◆ SUPPLIED INFORMATION:

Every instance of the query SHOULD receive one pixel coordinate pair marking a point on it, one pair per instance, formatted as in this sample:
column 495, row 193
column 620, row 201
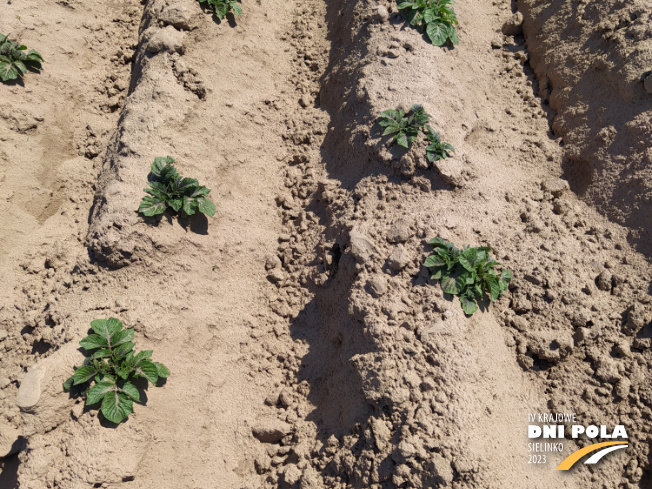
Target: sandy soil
column 308, row 346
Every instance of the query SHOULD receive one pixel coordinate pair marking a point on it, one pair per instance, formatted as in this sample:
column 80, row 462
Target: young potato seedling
column 436, row 16
column 437, row 150
column 170, row 190
column 14, row 61
column 112, row 365
column 468, row 273
column 404, row 128
column 223, row 7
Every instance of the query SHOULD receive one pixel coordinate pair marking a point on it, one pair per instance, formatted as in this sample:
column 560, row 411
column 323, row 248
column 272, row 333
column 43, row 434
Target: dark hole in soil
column 9, row 472
column 40, row 347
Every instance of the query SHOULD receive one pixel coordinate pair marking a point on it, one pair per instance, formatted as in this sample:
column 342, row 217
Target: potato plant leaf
column 170, row 191
column 469, row 273
column 404, row 127
column 223, row 7
column 107, row 372
column 116, row 406
column 14, row 61
column 436, row 17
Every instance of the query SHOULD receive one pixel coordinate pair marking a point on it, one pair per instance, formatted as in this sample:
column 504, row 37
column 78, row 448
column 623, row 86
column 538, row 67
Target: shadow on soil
column 9, row 472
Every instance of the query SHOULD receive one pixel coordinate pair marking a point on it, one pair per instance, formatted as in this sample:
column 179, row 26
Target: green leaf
column 468, row 257
column 506, row 276
column 148, row 370
column 142, row 356
column 131, row 390
column 393, row 129
column 98, row 391
column 198, row 191
column 94, row 341
column 7, row 70
column 468, row 305
column 189, row 205
column 162, row 370
column 402, row 140
column 104, row 353
column 452, row 35
column 20, row 65
column 175, row 204
column 438, row 33
column 206, row 206
column 454, row 284
column 116, row 407
column 84, row 374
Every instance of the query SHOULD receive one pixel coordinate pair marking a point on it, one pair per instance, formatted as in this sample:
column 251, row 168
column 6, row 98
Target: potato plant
column 14, row 61
column 110, row 367
column 223, row 7
column 469, row 273
column 404, row 127
column 437, row 17
column 169, row 190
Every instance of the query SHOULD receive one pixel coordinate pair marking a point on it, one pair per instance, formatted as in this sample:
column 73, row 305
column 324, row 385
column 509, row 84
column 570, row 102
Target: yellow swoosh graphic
column 575, row 456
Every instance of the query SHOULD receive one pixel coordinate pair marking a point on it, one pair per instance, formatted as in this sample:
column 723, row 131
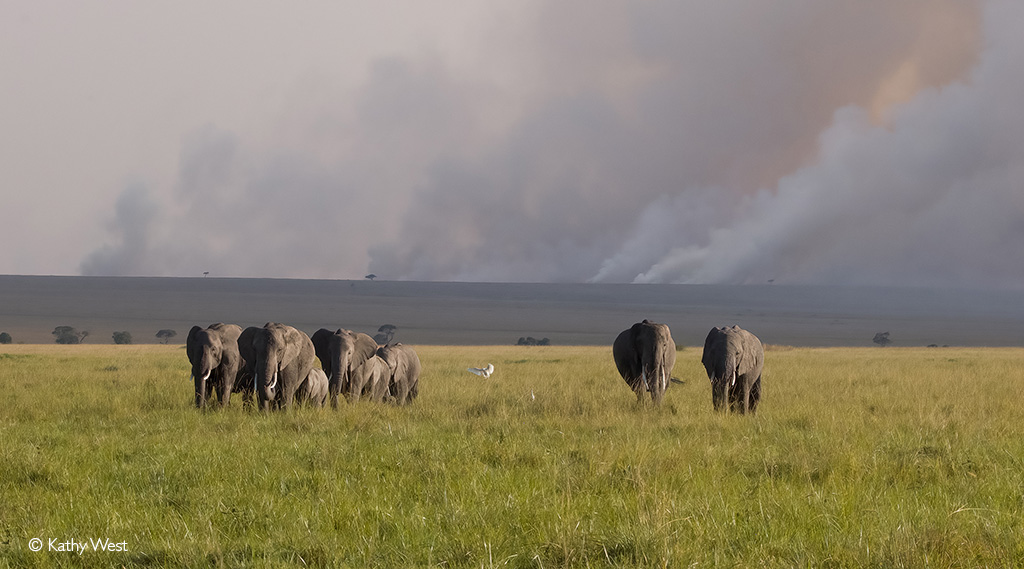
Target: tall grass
column 858, row 457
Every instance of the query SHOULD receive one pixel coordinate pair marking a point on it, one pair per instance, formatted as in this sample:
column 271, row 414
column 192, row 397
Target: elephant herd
column 278, row 364
column 733, row 358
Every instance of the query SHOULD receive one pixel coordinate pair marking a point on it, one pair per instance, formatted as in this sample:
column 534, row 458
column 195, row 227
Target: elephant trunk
column 266, row 380
column 339, row 368
column 201, row 378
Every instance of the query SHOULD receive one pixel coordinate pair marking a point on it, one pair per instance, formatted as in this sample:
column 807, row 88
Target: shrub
column 68, row 335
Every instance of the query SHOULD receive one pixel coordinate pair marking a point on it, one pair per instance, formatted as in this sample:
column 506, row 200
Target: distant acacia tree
column 68, row 335
column 385, row 334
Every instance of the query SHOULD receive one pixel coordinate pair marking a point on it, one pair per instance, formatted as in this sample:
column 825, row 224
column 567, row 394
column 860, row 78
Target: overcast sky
column 858, row 142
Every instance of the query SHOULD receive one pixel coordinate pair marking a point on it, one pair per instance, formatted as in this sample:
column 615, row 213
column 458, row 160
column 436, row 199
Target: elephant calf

◆ PROBLEM REQUIREMENTS: Rewrite the rows starting at the first one and ending at the line containing "column 40, row 347", with "soil" changed to "earth" and everything else left as is. Leave the pictures out of your answer.

◆ RESULT:
Every instance of the query SHOULD receive one pixel coordinate pair marking a point on it, one pair per instance, formatted as in this sample:
column 495, row 193
column 620, row 201
Target: sandy earth
column 308, row 346
Every instance of the query SHOULD receive one pixel coordinate pair marking a point on it, one pair per instance, formatted as in this sample:
column 80, row 462
Target: young potato seedling
column 436, row 16
column 437, row 150
column 170, row 190
column 14, row 61
column 112, row 365
column 468, row 273
column 404, row 128
column 223, row 7
Every instance of the query SHOULD receive one pixel coordinate pair marking a point on it, one pair per instance, formatted as in this sample:
column 560, row 411
column 323, row 248
column 272, row 333
column 43, row 434
Target: dark hole in earth
column 9, row 472
column 40, row 347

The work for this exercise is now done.